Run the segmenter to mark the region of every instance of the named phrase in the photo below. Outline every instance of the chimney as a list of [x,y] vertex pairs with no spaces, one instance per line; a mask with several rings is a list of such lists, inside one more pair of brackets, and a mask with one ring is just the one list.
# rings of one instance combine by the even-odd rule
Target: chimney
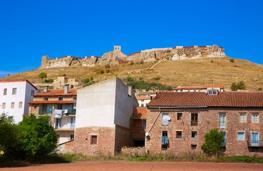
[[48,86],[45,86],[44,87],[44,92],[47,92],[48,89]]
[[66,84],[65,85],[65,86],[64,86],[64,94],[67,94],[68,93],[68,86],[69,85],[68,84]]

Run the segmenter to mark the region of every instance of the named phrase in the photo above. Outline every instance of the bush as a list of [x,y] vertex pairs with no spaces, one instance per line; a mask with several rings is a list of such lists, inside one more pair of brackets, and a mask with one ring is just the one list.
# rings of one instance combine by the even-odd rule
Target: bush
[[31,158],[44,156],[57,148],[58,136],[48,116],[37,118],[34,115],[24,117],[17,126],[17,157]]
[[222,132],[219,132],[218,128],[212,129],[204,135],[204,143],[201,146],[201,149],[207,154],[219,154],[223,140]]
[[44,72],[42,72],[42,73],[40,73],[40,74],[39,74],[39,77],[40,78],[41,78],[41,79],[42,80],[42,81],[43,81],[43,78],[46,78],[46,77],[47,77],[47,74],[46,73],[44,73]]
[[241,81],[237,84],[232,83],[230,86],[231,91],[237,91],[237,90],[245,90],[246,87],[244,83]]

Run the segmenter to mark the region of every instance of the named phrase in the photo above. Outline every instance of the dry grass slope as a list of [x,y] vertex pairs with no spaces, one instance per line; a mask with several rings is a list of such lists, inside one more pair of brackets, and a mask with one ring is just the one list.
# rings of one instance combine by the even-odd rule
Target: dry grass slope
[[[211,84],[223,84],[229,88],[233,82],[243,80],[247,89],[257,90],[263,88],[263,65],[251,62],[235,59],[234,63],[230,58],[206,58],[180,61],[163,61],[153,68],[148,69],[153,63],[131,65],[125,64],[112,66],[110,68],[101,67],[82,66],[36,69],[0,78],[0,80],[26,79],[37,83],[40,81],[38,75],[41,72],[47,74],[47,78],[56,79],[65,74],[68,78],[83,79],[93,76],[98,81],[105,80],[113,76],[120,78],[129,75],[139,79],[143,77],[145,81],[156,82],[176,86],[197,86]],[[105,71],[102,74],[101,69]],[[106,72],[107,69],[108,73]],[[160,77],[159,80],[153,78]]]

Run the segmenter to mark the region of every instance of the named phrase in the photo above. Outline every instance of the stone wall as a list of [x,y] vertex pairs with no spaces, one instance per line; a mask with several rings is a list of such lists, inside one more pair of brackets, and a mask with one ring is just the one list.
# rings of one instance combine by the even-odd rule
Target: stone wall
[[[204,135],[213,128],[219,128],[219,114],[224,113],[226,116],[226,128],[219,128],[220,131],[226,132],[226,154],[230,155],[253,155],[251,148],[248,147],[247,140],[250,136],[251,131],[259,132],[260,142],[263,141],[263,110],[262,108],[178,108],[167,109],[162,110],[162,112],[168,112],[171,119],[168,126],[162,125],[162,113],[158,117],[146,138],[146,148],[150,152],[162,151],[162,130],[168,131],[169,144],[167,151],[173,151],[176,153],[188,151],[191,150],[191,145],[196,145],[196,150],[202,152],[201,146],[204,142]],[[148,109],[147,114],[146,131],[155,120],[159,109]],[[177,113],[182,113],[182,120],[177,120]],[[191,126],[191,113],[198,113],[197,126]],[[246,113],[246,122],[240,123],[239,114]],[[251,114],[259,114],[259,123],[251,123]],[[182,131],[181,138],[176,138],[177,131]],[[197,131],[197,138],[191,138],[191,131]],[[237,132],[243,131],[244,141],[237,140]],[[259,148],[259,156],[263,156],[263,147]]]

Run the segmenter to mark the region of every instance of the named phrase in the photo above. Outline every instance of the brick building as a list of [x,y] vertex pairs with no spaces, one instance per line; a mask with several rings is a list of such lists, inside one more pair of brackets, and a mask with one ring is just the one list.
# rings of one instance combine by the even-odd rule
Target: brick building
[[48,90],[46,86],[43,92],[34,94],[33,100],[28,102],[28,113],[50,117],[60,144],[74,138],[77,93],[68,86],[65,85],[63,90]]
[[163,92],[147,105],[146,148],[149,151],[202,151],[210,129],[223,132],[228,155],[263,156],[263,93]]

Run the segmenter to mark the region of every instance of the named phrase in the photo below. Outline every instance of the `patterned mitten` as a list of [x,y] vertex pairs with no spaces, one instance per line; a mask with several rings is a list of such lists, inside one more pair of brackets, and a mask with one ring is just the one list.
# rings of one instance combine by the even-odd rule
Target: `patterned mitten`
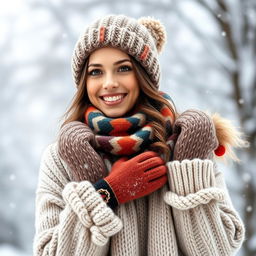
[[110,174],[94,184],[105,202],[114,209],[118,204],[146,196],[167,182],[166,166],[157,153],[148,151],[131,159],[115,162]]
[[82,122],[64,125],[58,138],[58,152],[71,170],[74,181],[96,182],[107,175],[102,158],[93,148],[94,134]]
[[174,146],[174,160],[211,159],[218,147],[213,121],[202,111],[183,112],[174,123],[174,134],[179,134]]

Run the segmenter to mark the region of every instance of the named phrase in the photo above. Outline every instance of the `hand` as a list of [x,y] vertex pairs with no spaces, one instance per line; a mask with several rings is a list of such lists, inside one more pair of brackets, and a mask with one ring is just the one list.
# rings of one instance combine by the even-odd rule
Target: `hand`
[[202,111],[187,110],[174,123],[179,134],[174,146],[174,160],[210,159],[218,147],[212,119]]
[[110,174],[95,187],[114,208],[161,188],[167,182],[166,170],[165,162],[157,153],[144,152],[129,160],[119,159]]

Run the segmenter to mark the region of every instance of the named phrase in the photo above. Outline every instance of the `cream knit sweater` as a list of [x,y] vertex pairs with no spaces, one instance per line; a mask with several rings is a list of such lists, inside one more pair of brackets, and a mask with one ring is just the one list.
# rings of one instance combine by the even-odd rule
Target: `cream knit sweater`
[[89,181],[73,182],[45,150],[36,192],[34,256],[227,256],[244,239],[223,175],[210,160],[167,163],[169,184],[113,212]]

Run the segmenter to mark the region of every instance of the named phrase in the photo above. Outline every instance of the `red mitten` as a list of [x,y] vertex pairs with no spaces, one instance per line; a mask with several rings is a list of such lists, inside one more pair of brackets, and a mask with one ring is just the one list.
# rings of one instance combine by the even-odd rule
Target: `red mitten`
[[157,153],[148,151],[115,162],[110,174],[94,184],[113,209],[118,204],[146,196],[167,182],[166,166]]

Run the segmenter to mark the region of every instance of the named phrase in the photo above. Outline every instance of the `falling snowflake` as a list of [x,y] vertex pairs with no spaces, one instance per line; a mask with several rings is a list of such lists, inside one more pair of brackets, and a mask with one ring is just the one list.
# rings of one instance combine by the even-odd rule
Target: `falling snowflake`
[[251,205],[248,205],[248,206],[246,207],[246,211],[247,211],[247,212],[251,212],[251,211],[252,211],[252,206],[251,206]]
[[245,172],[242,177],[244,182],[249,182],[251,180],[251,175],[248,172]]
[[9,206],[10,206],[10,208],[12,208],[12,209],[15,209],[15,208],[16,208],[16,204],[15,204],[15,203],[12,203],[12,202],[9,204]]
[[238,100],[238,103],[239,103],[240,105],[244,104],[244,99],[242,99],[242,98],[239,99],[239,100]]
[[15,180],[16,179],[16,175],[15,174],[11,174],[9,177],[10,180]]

WHAT YOU SHOULD DO
Give back the entries verbatim. Do not include any picture.

FINISHED ANSWER
Run the segmenter to mark the region of every instance of the named phrase in the photo below. Outline every instance of the chimney as a list of [x,y] vertex pairs with no spaces, one instance per line; a mask with several rings is a list of such lists, inside one more pair of brackets, and a mask with one ring is just the one list.
# rings of one instance combine by the even-odd rule
Target: chimney
[[48,86],[45,86],[44,87],[44,92],[47,92],[48,89]]
[[66,84],[65,85],[65,86],[64,86],[64,94],[67,94],[68,93],[68,86],[69,85],[68,84]]

Run the segmenter to mark the region of every instance of the named phrase in the photo above. Outline every instance of the bush as a list of [x,y] vertex pairs with no spaces, one instance per line; a mask with several rings is a list of such lists, inside one more pair of brackets, and a mask with one ring is just the one list.
# rings of one instance combine by the even-odd rule
Target: bush
[[31,158],[44,156],[57,148],[58,136],[48,116],[37,118],[34,115],[24,117],[17,126],[17,157]]
[[222,132],[219,132],[218,128],[212,129],[204,135],[204,143],[201,146],[201,149],[207,154],[219,154],[223,140]]
[[44,72],[42,72],[42,73],[40,73],[40,74],[39,74],[39,77],[40,78],[41,78],[41,79],[42,80],[42,81],[43,81],[43,78],[46,78],[46,77],[47,77],[47,74],[46,73],[44,73]]
[[241,81],[237,84],[232,83],[230,86],[231,91],[237,91],[237,90],[245,90],[246,87],[244,83]]

Run the segmenter to mark the region of every instance of the named phrase in the photo above. Outline every instance of the dry grass slope as a list of [x,y] vertex pairs with no spaces, one instance per line; a mask with several rings is a list of such lists, inside one more pair of brackets, and a mask with one ring is just the one list.
# rings of one instance combine by the even-odd rule
Target: dry grass slope
[[[211,84],[223,84],[229,88],[233,82],[243,80],[247,89],[257,90],[263,88],[263,65],[251,62],[235,59],[234,63],[230,58],[206,58],[180,61],[163,61],[153,68],[148,69],[153,63],[131,65],[125,64],[112,66],[110,68],[101,67],[82,66],[36,69],[0,78],[0,80],[26,79],[37,83],[40,81],[38,75],[41,72],[47,74],[47,78],[56,79],[65,74],[68,78],[83,79],[93,76],[98,81],[105,80],[113,76],[120,78],[129,75],[139,79],[143,77],[145,81],[156,82],[176,86],[197,86]],[[105,71],[102,74],[101,69]],[[106,72],[107,69],[108,73]],[[160,77],[159,80],[153,78]]]

Run the segmenter to mark the region of every instance of the named phrase in the photo above. Outline every instance of the stone wall as a list of [x,y] vertex pairs with no spaces, one instance per line; a mask with several rings is a list of such lists, inside one more pair of brackets, and a mask with one ring is just the one list.
# rings of one instance combine by the even-odd rule
Target: stone wall
[[[204,135],[213,128],[219,128],[219,114],[224,113],[226,116],[226,128],[219,128],[220,131],[226,132],[226,154],[230,155],[253,155],[251,148],[248,147],[247,140],[250,136],[251,131],[259,132],[260,142],[263,141],[263,110],[262,108],[178,108],[167,109],[162,110],[162,112],[168,112],[171,119],[168,126],[162,125],[162,113],[158,117],[146,138],[146,148],[150,152],[162,151],[162,130],[168,131],[169,144],[167,151],[173,151],[176,153],[188,151],[191,150],[191,145],[196,145],[196,150],[202,152],[201,146],[204,142]],[[148,109],[147,114],[146,131],[155,120],[159,109]],[[177,113],[182,113],[182,120],[177,120]],[[191,126],[191,113],[198,113],[197,126]],[[246,113],[246,122],[240,123],[239,114]],[[251,114],[259,114],[259,123],[251,123]],[[182,131],[181,138],[176,138],[177,131]],[[197,131],[197,138],[191,138],[191,131]],[[237,132],[243,131],[244,141],[237,140]],[[259,148],[259,156],[263,156],[263,147]]]

Run the segmenter to mark the region of every instance of the named phrase in the photo above. Outline every instance of the brick building as a list of [x,y] vertex pairs with no spaces, one instance per line; a mask with several rings is a list of such lists, inside one more pair of brackets, and a mask with one ring is just the one list.
# rings of one instance combine by the even-odd rule
Target: brick building
[[48,90],[46,86],[43,92],[34,94],[33,100],[28,102],[28,113],[50,117],[60,144],[74,138],[77,93],[68,86],[65,85],[63,90]]
[[163,92],[147,105],[146,148],[149,151],[202,151],[210,129],[223,132],[228,155],[263,156],[263,93]]

Run the segmenter to mark the region of every instance of the named phrase in the photo below. Outline every instance of the `patterned mitten` as a list of [x,y] vertex pairs with no spaces, one instance per line; a mask with several rings is a list of such lists, inside one more pair of brackets, and a mask with one ring is just the one list.
# rings of one instance combine by the even-odd rule
Target: `patterned mitten`
[[110,174],[94,184],[105,202],[114,209],[118,204],[146,196],[167,182],[166,166],[157,153],[148,151],[131,159],[115,162]]
[[82,122],[64,125],[58,138],[58,152],[71,170],[74,181],[96,182],[107,175],[102,158],[93,148],[94,134]]
[[174,146],[174,160],[211,159],[218,147],[213,121],[202,111],[183,112],[174,123],[174,134],[179,134]]

Run the segmenter to mark the region of every instance of the named phrase in the photo above. Outline every instance of the `hand` as a list of [x,y] vertex pairs with no spaces, one instance per line; a mask with several rings is a list of such lists, inside one more pair of brackets, and a mask with one ring is just the one list.
# rings of one instance combine by the even-odd rule
Target: `hand`
[[202,111],[187,110],[174,123],[179,134],[174,146],[174,160],[210,159],[218,147],[212,119]]
[[110,174],[95,187],[114,208],[161,188],[167,182],[166,170],[165,162],[157,153],[144,152],[129,160],[119,159]]

Run the segmenter to mark the region of every instance of the named phrase in the photo above. Outline every instance of the `cream knit sweater` as a list of [x,y] vertex pairs with no spaces, one instance per line; a mask with several rings is a list of such lists, inside one more pair of brackets, and a mask with one ring is just the one list.
# rings of one instance combine by the even-odd rule
Target: `cream knit sweater`
[[89,181],[73,182],[45,150],[36,192],[34,256],[227,256],[244,239],[223,175],[210,160],[167,163],[169,184],[113,212]]

Run the segmenter to mark the region of every instance of the named phrase in the photo above. Outline every instance of the `red mitten` as a list of [x,y] vertex pairs with no spaces, one instance per line; a mask with several rings is a list of such lists, inside one more pair of brackets, and a mask with one ring is just the one list.
# rings of one instance combine by the even-odd rule
Target: `red mitten`
[[157,153],[148,151],[115,162],[110,174],[94,184],[113,209],[118,204],[146,196],[167,182],[166,166]]

Run the segmenter to mark the region of every instance of the named phrase in the photo above. Outline every instance of the `falling snowflake` as a list of [x,y] vertex pairs with no spaces, one instance per line; a mask with several rings is a list of such lists, inside one more pair of brackets, and a mask with one ring is just the one list.
# rings of one instance combine by the even-odd rule
Target: `falling snowflake`
[[251,205],[248,205],[248,206],[246,207],[246,211],[247,211],[247,212],[251,212],[251,211],[252,211],[252,206],[251,206]]
[[245,172],[242,177],[244,182],[249,182],[251,180],[251,175],[248,172]]
[[9,206],[10,206],[10,208],[12,208],[12,209],[15,209],[15,208],[16,208],[16,204],[15,204],[15,203],[12,203],[12,202],[9,204]]
[[238,100],[238,103],[239,103],[240,105],[244,104],[244,99],[242,99],[242,98],[239,99],[239,100]]
[[15,180],[16,179],[16,175],[15,174],[11,174],[9,177],[10,180]]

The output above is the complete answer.